__EXERCISE TEXT__
============================================================
Dated, but most certainly still important for our examination, Jack Niewold’s article about the outright vitriol aimed at Conservatives. From 2013.
The First Epistle of John tells us believers that we should not be surprised if the “world” hates us (I John 8:13; see also Gospel of John, 15:18). Yet we Christians in the prosperous West are continually surprised at the virulent hatred we see and feel directed at us. Didn’t our ideas and spirit found this republic in the first place? Many of us have friends and relatives, on Facebook and elsewhere, who apparently agree with the Supreme Court’s ruling yesterday, and who seem to reflexively identify with nearly every plank in the liberal agenda. The world is increasingly politicized, with people long indifferent to politics now outspoken in their agreement with views thought radical and even a little kooky only a dozen years ago.
The popular mind is more radicalized than ever, and people now routinely take extreme stands on subjects regarding which they really have very little knowledge or experience.
============================================================
__EXCERPTED RECORDS__
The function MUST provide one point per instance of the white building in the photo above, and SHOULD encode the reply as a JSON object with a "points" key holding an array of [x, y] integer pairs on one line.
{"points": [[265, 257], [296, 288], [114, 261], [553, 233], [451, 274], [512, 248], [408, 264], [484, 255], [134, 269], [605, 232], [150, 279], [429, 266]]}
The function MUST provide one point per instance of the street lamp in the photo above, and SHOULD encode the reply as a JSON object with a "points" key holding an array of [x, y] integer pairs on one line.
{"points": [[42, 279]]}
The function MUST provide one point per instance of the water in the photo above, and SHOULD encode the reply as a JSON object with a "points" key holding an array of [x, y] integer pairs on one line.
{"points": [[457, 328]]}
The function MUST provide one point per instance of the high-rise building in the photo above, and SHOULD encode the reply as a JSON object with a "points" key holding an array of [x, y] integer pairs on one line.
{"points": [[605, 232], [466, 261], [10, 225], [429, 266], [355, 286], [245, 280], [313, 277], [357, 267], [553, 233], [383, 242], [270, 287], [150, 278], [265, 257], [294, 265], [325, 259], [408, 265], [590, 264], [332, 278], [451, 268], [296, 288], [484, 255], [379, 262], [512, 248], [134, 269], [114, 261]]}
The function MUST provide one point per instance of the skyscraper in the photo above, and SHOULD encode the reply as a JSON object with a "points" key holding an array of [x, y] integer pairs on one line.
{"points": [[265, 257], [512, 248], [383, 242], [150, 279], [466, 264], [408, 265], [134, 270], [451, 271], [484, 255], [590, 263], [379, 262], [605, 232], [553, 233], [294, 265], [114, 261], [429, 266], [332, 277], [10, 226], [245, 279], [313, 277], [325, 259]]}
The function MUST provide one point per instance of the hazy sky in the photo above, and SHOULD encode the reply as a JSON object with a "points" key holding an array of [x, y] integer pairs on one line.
============================================================
__ACTIONS TO TAKE__
1. In the article on hostility toward conservatives, which book of the Bible tells believers not to be surprised if the "world" hates them?
2. Set down the stretch of the article on hostility toward conservatives from "The popular mind" through "knowledge or experience.", word for word.

__RESULTS FOR EACH TASK__
1. The First Epistle of John.

2.
The popular mind is more radicalized than ever, and people now routinely take extreme stands on subjects regarding which they really have very little knowledge or experience.